---------- EXTRACTED INFORMATION ----------
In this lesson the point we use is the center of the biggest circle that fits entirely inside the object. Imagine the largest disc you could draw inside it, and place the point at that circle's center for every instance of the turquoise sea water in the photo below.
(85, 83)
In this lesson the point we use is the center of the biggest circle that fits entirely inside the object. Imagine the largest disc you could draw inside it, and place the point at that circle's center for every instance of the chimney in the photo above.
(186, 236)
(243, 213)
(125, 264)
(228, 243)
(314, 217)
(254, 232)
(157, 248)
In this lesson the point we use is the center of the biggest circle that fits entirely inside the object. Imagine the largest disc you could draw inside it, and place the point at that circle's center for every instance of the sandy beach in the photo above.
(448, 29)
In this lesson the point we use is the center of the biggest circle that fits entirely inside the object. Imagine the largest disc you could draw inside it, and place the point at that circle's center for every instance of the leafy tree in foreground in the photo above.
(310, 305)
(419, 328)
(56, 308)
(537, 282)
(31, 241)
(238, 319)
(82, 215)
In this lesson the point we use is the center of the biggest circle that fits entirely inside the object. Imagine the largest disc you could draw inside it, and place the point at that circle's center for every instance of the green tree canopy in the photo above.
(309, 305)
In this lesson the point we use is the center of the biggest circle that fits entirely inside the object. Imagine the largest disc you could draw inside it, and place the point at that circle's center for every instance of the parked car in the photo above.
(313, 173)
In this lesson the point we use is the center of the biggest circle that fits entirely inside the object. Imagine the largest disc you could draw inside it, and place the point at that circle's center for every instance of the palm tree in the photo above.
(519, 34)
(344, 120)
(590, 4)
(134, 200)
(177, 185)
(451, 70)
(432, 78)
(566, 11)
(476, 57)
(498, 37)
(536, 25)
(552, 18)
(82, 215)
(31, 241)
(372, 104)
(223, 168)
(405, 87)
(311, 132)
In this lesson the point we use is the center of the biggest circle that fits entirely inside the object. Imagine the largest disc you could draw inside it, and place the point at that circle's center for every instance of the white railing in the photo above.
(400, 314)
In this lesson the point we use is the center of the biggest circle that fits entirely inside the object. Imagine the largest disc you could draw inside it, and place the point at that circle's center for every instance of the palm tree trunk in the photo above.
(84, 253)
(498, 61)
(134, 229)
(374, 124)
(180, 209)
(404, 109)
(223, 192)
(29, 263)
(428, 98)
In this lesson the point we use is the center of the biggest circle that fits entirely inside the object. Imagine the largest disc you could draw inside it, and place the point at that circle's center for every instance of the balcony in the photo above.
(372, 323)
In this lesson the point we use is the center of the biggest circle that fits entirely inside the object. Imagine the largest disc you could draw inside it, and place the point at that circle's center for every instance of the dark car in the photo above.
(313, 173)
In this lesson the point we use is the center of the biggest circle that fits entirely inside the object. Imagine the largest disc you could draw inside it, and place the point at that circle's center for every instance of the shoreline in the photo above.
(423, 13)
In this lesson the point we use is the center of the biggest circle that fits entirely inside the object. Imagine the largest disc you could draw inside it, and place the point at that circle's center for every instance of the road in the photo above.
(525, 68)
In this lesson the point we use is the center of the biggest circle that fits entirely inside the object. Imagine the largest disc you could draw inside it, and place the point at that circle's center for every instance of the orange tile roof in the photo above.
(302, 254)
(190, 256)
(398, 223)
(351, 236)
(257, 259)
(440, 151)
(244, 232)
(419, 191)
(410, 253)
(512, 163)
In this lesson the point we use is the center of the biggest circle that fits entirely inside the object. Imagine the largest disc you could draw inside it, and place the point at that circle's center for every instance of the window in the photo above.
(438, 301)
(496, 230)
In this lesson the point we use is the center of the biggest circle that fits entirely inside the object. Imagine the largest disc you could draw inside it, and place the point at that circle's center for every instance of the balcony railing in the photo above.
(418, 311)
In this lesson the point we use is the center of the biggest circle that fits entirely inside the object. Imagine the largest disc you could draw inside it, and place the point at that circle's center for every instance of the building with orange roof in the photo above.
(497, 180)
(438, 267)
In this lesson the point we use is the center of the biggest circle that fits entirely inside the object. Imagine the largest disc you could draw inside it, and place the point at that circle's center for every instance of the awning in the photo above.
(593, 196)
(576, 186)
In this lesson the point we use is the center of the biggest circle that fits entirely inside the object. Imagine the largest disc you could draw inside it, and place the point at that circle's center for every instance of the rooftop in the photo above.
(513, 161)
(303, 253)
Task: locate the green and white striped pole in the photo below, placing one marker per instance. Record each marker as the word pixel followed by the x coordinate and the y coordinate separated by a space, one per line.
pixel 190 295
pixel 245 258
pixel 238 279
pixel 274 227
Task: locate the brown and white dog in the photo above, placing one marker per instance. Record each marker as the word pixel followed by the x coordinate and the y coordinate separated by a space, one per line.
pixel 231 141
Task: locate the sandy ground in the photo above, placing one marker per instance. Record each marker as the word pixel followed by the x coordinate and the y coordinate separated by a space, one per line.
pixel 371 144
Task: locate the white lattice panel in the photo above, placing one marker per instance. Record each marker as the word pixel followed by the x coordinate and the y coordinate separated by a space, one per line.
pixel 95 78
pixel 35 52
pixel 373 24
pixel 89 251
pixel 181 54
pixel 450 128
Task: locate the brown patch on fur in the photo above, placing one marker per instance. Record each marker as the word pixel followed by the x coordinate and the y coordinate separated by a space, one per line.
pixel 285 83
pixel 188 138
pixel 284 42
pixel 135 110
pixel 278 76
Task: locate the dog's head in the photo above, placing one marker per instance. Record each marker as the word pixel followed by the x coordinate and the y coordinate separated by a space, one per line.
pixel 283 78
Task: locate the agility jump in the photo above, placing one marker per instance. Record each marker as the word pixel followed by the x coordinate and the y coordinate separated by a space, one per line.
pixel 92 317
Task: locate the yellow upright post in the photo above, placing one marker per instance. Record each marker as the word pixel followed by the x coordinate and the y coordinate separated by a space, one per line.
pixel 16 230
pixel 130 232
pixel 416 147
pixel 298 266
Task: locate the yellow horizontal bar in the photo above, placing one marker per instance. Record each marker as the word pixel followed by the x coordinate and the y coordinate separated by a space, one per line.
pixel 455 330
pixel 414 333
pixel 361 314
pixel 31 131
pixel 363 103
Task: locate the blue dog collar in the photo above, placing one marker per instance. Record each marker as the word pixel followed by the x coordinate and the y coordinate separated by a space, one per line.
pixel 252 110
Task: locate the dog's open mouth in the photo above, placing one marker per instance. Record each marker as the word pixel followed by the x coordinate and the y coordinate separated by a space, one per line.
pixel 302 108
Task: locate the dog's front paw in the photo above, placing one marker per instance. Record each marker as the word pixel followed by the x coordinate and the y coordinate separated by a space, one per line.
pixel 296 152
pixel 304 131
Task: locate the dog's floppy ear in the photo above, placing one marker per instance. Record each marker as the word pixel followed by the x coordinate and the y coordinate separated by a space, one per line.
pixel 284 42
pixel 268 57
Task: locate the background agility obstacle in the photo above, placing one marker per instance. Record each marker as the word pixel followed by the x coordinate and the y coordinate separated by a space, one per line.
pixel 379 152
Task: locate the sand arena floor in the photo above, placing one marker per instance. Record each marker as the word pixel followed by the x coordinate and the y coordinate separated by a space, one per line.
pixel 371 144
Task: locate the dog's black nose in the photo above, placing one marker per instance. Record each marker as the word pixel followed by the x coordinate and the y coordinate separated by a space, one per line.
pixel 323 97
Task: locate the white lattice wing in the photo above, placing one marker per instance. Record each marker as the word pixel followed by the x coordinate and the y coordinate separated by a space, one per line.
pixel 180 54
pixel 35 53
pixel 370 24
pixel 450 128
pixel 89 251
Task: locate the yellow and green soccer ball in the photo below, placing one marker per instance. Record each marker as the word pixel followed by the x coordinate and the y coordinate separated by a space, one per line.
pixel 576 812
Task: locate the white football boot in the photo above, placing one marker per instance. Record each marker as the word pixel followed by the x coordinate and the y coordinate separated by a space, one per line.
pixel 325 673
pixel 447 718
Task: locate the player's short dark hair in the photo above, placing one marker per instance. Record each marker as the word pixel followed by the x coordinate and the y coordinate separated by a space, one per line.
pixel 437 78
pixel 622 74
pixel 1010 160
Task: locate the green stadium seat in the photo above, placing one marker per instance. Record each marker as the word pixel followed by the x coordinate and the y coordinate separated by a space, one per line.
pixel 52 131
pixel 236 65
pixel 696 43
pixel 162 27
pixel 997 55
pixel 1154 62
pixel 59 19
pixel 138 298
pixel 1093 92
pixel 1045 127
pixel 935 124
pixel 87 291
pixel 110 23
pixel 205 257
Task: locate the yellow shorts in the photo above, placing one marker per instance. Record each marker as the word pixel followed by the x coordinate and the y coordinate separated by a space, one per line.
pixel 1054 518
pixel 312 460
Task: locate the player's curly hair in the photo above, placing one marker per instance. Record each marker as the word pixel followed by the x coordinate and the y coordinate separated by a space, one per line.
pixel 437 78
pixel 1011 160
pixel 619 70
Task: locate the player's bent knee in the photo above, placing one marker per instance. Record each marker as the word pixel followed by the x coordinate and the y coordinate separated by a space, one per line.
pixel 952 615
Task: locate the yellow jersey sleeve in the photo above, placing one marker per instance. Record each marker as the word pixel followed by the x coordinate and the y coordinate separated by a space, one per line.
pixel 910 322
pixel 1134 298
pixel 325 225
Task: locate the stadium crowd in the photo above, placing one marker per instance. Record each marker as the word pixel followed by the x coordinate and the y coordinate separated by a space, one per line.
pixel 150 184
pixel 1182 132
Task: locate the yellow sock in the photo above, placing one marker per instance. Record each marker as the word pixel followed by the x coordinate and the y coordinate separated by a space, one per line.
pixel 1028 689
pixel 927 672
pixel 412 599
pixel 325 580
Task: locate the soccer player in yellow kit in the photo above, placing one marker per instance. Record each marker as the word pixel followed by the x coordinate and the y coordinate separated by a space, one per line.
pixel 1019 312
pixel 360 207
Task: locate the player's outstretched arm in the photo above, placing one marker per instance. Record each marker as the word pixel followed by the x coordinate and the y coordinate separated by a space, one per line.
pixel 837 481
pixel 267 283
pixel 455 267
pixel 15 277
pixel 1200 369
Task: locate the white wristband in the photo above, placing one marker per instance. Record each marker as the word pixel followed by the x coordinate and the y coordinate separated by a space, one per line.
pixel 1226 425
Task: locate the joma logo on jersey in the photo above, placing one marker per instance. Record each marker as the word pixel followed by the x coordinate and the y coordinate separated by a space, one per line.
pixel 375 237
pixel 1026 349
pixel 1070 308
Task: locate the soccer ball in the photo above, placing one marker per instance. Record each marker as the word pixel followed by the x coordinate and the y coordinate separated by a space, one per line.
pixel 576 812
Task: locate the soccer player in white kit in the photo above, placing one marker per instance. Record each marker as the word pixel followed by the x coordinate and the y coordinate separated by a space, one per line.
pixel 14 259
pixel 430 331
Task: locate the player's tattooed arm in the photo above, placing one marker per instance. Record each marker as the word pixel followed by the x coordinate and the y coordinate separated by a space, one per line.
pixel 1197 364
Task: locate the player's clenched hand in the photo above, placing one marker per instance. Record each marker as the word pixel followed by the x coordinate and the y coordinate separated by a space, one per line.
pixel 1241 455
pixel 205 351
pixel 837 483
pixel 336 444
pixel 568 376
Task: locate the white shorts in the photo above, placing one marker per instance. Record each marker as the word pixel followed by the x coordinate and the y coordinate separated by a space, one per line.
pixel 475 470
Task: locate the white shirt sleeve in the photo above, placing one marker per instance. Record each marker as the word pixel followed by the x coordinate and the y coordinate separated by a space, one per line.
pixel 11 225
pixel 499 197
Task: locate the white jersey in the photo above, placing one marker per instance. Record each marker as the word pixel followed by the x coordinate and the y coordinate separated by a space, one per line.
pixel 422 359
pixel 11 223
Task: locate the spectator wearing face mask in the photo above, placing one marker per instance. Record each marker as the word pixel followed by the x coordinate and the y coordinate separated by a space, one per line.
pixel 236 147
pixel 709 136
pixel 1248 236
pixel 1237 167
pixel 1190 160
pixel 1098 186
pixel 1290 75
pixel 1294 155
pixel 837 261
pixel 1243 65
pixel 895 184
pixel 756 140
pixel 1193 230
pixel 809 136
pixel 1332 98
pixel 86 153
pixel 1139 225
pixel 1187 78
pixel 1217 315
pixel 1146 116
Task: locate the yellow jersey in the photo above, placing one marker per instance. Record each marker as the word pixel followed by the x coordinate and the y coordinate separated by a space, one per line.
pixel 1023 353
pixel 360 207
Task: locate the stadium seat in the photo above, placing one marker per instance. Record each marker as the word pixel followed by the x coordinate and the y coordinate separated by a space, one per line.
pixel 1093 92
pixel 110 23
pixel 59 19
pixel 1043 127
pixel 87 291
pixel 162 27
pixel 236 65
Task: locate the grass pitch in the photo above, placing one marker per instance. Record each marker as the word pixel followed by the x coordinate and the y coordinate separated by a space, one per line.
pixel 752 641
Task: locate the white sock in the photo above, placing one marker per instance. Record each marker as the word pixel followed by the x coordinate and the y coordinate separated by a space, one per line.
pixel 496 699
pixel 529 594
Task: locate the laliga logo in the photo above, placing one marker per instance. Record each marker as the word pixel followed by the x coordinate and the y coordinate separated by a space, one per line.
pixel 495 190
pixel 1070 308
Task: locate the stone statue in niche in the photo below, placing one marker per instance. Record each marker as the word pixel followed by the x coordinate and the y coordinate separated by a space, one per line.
----------
> REQUIRED WORK: Please return exactly the lines that run from the line with "Task: locate the white sock" through the end of the records above, both included, and nothing more.

> ANSWER SECTION:
Task: locate the white sock in the photo above, placing one marker per instance. Record each marker as the word pixel followed by the x coordinate and the y coordinate separated by a space, one per line.
pixel 496 699
pixel 529 594
Task: locate the laliga logo in the photo above, placing one marker per instance. Record each marker as the word pixel followed by the x coordinate and the y coordinate separated by a space, one per line.
pixel 495 190
pixel 1070 308
Task: locate the stone statue in niche in the photo below, placing one marker per instance. Record each marker as the word pixel followed by the x coordinate and the y coordinate separated by a space, one per line.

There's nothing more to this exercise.